Records for processing:
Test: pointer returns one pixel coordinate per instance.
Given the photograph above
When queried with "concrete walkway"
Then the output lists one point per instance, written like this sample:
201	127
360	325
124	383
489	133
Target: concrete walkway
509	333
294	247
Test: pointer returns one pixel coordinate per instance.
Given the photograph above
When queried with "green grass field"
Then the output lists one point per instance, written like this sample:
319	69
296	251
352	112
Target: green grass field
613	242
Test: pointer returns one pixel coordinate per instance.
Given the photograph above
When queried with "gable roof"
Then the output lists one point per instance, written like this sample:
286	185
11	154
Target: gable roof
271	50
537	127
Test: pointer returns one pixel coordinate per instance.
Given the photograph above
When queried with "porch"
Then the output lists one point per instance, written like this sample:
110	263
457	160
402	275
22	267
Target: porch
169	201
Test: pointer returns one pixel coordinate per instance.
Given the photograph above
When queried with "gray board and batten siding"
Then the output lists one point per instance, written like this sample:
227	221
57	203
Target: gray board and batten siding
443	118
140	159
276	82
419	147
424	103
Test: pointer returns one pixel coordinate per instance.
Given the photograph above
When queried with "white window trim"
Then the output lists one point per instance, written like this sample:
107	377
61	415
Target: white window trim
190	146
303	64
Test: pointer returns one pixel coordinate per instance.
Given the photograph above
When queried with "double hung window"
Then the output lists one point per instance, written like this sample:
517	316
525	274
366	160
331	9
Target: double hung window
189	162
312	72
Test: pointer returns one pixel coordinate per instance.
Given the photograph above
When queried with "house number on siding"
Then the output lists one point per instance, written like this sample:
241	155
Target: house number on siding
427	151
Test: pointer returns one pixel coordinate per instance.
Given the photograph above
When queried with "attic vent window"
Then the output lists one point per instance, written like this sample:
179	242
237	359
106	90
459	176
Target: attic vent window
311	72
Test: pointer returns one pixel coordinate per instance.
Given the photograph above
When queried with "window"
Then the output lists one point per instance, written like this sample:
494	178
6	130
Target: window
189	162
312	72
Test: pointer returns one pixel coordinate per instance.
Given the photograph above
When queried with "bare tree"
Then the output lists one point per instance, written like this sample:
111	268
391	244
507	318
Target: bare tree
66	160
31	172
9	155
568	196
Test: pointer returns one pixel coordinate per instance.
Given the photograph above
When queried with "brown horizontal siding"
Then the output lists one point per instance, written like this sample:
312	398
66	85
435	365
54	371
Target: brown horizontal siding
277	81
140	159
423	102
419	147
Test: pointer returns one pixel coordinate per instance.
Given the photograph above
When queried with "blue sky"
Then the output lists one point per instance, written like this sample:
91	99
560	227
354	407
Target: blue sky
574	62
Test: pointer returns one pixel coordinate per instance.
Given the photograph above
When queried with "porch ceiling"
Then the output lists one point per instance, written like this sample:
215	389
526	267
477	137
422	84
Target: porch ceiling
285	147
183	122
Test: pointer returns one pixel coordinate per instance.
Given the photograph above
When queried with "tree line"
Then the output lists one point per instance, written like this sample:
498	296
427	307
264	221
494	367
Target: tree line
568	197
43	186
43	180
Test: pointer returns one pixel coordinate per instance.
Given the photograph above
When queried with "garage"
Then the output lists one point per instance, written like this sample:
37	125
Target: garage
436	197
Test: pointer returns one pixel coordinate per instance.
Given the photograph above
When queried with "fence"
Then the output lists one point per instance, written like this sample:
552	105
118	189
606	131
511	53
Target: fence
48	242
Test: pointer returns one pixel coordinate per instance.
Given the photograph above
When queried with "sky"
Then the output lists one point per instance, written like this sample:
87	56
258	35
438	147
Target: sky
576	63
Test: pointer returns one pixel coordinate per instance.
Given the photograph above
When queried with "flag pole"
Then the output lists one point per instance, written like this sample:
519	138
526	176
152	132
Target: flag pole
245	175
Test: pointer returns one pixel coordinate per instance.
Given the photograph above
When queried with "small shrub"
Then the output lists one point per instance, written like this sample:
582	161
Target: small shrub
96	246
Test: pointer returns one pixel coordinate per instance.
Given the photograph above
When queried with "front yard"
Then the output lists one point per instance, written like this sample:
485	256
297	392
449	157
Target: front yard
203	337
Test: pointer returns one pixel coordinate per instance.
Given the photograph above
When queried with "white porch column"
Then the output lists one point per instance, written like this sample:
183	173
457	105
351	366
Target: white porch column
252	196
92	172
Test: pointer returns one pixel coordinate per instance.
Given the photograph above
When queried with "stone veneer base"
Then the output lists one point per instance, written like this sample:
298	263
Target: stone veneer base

The request:
Print all of the entries exactly as they appear.

Full solution:
Test: pointer returns one pixel coordinate per instance.
Given the photograph above
When queried with "concrete walkway"
Then the output lists one point per instance, written like this sample:
201	127
360	325
124	383
489	133
Target: concrete walkway
509	333
294	247
Test: pointer returns one pixel coordinate per instance.
Given the photograph above
When queried with "green grass field"
Then the output lists one point per instance, written like this sample:
319	69
296	251
352	112
Target: green grass field
613	242
Test: pointer returns one pixel coordinate per instance.
Given the photograph above
When queried with "gable roof"
Then the output lists one point per instance, written like this sample:
286	185
11	154
Target: gable roof
271	50
537	127
Test: pointer returns one pixel coordinate per instance.
Given the photograph above
When queried with "porch"
Then the output lists one point per instance, written like this sample:
110	263
457	160
402	275
22	267
Target: porch
169	201
Test: pointer returns one pixel coordinate per instance.
Given the photograph above
When queried with "gray board and batten siding"
Then the output lists one point per instance, written like this sample:
227	221
57	203
Target: gray board and batten siding
443	118
140	159
276	82
419	147
424	103
Test: pointer returns one pixel coordinate per instance.
Given the photograph above
When queried with "white window trim"
Then the output lists one point per instance, written like this sample:
107	377
61	415
Target: white window trim
190	146
303	64
Test: pointer returns one pixel coordinate per instance.
Given the photograph above
When queried with "double hung window"
Then the output lists one point per instance, written like this sample:
517	316
525	274
366	160
331	9
Target: double hung window
189	162
312	72
Test: pointer returns one pixel coordinate per instance.
Given the photograph above
When queried with "house number on siding"
Then the output lists one point per instance, written like this sample:
241	155
Target: house number on siding
427	151
Test: pointer returns one pixel coordinate per instance.
Given the photograph above
When queried with "attic vent window"
Then the output lists one point per instance, written like this sample:
179	242
237	359
106	90
459	176
Target: attic vent window
311	72
Test: pointer returns one pixel coordinate per instance.
Given the photograph above
When queried with "window"
Then the output lists one point per instance, written like this sample:
494	178
6	130
Target: window
189	162
312	72
Test: pointer returns one pixel coordinate per instance.
Given the photograph above
When queried with "bare tree"
Then the output lists one point per instance, written like this sample:
111	268
391	244
507	318
Target: bare tree
66	160
31	172
9	155
568	196
Test: pointer returns one pixel coordinate per instance.
Given the photograph above
When queried with "brown horizontal siding"
Then the output lists one point per instance, written like this sample:
312	398
66	85
435	365
54	371
Target: brown horizontal siding
277	81
140	159
423	102
419	147
Test: pointer returns one pixel coordinate per instance.
Given the photograph above
When queried with "blue sky"
Then the output lists one point per instance, written like this sample:
91	99
560	227
354	407
Target: blue sky
574	62
Test: pointer returns one pixel coordinate per instance.
Given the photograph above
When queried with "porch ceiling"
Then the output lists one point per instance, written like this sample:
215	389
526	267
477	137
422	84
Target: porch ceiling
285	147
183	122
Test: pointer returns one pixel coordinate per instance.
Given the photograph above
When queried with "tree line"
Then the output lists one point per instance, written like this sample:
498	296
427	307
264	221
494	367
Target: tree line
568	197
43	186
43	180
Test: pointer returns one pixel coordinate per instance.
Given the photograph above
When queried with "garage"
Then the output lists one point per instance, written like this sample:
37	125
Target: garage
436	197
Test: pointer returns one pixel coordinate per instance.
Given the photograph above
When queried with "fence"
Then the output lists one point per instance, written like this sample:
552	105
118	189
606	131
511	53
Target: fence
48	242
Test: pointer returns one pixel coordinate per instance.
Given the photograph above
When queried with "sky"
Then the output lists one point per instance, written like this sample:
87	56
258	35
438	147
Target: sky
576	63
Test: pointer returns one pixel coordinate per instance.
Given the photograph above
When queried with "flag pole"
Then the output lists one point per instance, written like this sample:
519	138
526	176
152	132
Target: flag pole
245	175
Test: pointer returns one pixel coordinate per instance.
Given the photograph above
When queried with "small shrub"
Then the output lists one point per instance, written like this sample:
582	161
Target: small shrub
96	246
Test: pointer returns one pixel coordinate per instance.
Given the photograph above
When queried with "front yard"
Then the output lists one point per instance, written like this sample:
485	256
297	392
449	157
Target: front yard
203	337
Test: pointer returns one pixel coordinate per instance.
Given the photograph above
When queried with "white porch column"
Then the output lists one point per instance, written like this sample:
183	173
457	105
351	366
Target: white porch column
252	196
92	172
Test: pointer returns one pixel coordinate per instance.
Given the photograph above
When queried with "stone veneer base"
Then the output lists one point per instance, written like this sample:
298	263
Target: stone veneer base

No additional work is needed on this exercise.